Problem set:
A: List every condition that the opening paragraph of the text on battery costs says would hold in a perfect world.
B: Continue the text on rising battery manufacturing costs from its last sentence.

Document excerpt:
In a perfect world, there would be plenty of battery materials available at affordable prices, manufacturing costs would be dropping steadily, and there would be a large supply of affordable electric cars in the world’s showrooms. Sadly, we don’t live in a perfect world. The price of battery materials is soaring, the cost of electricity to power battery factories is headed for the stratosphere, and as a result the cost of manufacturing batteries is going up instead of down.
High Energy Prices In Europe
Europe is struggling with extraordinarily high energy prices thanks to Russia’s barbaric invasion of Ukraine and shut down of the pipelines that used to bring plenty of cheap Russian gas to the Continent. Volkswagen Brand CEO Thomas Schäfer warned on LinkedIn this week that investments in German and EU industrial projects such as battery cell factories will be unfeasible if the region’s policy makers fail to control ballooning energy prices in the long term.
“Unless we manage to reduce energy prices in Germany and Europe quickly and reliably, investments in energy-intensive production or new battery cell factories in Germany and the EU will be practically unviable. The value creation in this area will take place elsewhere,” he wrote.

Provided information:
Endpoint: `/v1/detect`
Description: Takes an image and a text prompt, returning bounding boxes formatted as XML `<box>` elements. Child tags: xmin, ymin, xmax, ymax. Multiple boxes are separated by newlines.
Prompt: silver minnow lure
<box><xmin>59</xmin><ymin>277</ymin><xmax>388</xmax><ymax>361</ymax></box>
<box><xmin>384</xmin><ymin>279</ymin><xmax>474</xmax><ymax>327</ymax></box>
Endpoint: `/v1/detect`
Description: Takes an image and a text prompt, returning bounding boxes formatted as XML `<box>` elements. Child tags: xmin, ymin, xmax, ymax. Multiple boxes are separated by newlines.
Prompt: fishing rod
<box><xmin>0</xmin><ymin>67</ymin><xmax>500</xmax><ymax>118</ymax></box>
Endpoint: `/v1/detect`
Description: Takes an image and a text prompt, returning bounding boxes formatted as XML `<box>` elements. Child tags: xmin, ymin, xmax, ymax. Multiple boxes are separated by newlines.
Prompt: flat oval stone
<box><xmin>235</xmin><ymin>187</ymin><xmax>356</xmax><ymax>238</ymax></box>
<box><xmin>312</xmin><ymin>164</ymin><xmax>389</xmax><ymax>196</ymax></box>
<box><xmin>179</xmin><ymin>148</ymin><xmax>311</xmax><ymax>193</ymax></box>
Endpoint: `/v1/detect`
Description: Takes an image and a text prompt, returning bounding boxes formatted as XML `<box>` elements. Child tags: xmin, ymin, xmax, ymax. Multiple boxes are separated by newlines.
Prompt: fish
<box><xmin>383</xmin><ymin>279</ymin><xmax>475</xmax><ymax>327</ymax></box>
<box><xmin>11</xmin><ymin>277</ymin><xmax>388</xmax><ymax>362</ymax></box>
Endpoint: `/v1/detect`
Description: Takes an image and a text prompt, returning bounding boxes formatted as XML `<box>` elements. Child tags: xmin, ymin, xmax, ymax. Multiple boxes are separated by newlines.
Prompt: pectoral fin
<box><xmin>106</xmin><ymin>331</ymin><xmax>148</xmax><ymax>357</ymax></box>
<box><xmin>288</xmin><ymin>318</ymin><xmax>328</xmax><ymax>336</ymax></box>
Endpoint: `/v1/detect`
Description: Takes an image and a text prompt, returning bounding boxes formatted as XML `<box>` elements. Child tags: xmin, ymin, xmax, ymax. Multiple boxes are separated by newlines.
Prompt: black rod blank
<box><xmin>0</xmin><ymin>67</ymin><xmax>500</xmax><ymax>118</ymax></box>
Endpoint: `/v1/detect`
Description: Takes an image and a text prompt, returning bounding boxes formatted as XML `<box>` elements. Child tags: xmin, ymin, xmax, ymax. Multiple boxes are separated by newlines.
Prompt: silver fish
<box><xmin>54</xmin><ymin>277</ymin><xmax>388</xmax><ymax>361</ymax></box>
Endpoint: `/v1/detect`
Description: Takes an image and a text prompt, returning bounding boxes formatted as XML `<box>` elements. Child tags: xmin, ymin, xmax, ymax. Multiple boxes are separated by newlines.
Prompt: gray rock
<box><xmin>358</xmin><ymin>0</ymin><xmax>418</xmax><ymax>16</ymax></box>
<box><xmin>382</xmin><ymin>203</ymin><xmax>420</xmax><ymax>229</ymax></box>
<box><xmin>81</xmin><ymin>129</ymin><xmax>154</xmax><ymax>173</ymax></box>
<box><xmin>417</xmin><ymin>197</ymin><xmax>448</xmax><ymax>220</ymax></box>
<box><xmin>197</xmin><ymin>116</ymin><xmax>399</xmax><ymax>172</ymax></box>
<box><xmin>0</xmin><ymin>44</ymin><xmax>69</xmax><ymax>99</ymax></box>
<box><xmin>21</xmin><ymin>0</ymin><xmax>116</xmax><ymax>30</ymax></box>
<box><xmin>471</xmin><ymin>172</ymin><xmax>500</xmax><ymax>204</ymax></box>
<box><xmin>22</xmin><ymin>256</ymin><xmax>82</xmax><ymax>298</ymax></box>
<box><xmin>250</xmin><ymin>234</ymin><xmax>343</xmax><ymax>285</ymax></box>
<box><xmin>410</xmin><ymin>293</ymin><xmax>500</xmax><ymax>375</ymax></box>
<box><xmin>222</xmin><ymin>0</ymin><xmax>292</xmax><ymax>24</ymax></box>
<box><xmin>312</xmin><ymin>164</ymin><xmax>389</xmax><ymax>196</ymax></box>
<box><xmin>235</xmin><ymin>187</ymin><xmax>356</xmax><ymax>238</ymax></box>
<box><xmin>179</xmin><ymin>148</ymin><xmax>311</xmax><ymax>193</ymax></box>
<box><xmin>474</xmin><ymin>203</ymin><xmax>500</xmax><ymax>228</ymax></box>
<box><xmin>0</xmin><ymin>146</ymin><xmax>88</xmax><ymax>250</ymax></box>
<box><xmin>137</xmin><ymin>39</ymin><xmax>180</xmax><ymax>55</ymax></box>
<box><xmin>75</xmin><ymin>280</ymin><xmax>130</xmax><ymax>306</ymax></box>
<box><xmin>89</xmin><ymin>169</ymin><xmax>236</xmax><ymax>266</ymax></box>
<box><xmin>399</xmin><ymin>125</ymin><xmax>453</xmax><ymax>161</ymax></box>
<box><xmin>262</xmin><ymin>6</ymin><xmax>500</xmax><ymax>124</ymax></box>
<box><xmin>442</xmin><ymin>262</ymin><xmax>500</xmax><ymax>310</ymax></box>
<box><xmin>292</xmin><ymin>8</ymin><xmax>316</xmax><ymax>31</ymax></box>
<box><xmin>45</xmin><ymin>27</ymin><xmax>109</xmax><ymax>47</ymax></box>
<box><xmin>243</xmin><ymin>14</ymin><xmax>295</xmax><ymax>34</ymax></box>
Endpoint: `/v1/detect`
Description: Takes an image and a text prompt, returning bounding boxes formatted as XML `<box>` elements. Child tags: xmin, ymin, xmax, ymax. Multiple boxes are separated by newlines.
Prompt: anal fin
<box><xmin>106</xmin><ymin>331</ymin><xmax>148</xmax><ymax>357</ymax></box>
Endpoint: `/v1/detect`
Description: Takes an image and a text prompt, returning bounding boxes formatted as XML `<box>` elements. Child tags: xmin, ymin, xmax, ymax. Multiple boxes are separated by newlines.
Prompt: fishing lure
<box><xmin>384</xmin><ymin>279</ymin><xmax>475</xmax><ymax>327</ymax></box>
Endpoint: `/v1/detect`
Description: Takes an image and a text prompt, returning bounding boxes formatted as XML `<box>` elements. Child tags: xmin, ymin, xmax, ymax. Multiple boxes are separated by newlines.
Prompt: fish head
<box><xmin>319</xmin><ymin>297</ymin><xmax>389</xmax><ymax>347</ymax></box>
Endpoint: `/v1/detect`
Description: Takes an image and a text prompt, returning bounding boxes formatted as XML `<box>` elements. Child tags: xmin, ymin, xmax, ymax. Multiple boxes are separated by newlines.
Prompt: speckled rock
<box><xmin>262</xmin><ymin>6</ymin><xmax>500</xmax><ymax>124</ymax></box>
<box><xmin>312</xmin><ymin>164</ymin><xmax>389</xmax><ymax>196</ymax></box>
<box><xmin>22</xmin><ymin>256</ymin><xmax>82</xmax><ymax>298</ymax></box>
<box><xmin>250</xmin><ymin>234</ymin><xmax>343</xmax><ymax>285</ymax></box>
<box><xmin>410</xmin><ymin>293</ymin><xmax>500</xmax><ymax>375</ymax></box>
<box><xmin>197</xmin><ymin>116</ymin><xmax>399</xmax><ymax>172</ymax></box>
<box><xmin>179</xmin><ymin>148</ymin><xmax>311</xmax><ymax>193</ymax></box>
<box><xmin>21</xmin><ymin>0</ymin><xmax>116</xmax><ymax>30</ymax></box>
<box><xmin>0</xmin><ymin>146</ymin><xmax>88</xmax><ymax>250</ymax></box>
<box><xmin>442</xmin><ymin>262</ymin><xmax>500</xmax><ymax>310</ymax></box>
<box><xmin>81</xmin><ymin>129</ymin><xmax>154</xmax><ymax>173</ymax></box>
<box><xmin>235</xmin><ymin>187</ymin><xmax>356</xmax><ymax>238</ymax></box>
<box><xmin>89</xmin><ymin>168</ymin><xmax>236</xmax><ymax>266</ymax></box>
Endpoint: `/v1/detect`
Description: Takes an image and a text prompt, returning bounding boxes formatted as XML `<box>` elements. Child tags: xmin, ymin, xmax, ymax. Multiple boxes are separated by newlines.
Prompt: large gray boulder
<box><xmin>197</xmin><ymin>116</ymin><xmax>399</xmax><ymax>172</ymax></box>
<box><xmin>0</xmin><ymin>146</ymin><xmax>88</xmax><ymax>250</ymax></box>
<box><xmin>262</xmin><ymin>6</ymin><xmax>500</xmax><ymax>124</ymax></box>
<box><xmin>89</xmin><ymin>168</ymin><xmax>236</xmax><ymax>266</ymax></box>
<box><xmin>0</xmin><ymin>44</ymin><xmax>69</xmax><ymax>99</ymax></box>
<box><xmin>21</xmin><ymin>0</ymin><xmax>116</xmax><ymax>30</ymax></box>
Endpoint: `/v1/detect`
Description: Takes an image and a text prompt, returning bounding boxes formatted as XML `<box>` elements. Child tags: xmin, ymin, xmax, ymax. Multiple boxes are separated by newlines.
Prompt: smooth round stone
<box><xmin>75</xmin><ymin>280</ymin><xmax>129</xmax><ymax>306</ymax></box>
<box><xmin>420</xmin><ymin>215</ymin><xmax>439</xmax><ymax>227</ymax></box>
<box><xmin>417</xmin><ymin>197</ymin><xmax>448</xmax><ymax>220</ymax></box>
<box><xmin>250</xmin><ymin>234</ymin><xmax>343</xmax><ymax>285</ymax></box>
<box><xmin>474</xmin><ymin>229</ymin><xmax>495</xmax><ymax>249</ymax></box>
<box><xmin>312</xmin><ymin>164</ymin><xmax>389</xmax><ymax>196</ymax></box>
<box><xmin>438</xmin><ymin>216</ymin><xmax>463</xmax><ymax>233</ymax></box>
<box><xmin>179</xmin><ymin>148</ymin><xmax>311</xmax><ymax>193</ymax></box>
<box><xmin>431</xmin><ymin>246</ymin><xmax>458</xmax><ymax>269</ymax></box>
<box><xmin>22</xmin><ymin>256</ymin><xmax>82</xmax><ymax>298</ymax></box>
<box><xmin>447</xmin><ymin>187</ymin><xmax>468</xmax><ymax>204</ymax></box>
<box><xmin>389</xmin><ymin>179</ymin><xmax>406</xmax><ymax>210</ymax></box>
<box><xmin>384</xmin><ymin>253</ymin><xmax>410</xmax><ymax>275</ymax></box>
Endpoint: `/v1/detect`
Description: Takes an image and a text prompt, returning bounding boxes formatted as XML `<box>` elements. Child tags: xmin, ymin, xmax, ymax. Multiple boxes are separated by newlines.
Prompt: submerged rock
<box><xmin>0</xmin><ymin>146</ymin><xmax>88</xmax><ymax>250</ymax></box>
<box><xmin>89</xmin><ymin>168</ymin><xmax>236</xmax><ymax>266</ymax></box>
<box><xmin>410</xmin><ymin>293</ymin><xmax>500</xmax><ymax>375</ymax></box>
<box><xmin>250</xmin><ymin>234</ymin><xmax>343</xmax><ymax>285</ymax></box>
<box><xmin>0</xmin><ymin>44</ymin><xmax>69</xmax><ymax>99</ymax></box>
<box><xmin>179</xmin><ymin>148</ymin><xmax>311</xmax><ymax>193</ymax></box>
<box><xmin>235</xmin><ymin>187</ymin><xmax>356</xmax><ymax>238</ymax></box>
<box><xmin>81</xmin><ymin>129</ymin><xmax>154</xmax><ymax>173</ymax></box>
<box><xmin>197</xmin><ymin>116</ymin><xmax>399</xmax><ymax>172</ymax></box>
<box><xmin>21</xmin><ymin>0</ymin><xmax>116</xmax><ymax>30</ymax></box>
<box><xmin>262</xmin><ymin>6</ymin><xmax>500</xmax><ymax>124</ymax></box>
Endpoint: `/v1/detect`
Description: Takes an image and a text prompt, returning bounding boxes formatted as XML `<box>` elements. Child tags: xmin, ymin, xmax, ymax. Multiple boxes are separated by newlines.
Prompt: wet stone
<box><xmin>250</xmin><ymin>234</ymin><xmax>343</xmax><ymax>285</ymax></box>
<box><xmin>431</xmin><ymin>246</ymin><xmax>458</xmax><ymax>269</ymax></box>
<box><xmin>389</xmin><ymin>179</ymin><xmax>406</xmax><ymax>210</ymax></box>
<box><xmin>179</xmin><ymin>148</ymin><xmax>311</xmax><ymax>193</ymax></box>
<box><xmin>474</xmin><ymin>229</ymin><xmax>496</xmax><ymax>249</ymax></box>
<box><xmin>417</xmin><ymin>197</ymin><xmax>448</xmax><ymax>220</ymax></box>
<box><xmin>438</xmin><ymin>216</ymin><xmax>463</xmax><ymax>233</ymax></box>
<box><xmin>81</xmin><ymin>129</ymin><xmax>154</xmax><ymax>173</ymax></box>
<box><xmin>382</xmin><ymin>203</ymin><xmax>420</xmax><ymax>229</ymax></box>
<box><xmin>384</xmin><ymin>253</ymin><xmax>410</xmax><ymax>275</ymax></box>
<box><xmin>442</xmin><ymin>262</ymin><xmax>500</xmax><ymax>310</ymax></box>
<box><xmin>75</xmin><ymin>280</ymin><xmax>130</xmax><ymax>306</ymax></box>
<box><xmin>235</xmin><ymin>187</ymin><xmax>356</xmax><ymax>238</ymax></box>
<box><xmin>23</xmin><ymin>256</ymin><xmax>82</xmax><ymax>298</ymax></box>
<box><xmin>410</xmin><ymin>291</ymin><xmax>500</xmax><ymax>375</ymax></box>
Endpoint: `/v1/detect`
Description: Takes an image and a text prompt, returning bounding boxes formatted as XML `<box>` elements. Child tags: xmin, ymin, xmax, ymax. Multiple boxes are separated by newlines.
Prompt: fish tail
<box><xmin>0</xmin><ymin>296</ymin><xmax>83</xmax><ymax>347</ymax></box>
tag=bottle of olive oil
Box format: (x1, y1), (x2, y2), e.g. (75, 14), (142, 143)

Expected outputs:
A:
- Plenty of battery materials available at affordable prices
- Manufacturing costs dropping steadily
- A large supply of affordable electric cars in the world's showrooms

B:
Schäfer said an outline for industrial policy cooperation proposed by the French and German economy ministers last week “falls short in crucial areas and does not address the envisaged priorities. The EU’s programs do not focus enough on “the short-term ramp-up, scaling and industrialization of production,” Schäfer said. He criticized what he called “outdated and bureaucratic state aid rules.”
According to Automotive News Europe, Volkswagen plans to have six battery factories in full operation across Europe by 2030. It broke ground on its lead plant in Germany in July of this year and signed a €3 billion joint venture with Umicore for cathode material production in September.
The IRA & Battery Factories
Europe’s energy crisis is putting pressure on how battery manufacturers respond to the Inflation Reduction Act, which aims to boost domestic production of electric cars in America and reduce reliance on China for battery components and materials. European Union officials have said the subsidy program violates World Trade Organization rules and discriminates against non-US companies.
As if to prove the accuracy of those concerns, Northvolt this week said it is considering postponing its planned factory in Germany as surging energy costs threaten to stall that country’s bid to build a sizable electric vehicle supply chain.
The Swedish manufacturer will decide next year whether to build the Heide facility in northern Germany in time for production to start in late 2025 or expand first in North America, where the Inflation Reduction Act is offering billions of dollars worth of incentives to battery cell manufacturers.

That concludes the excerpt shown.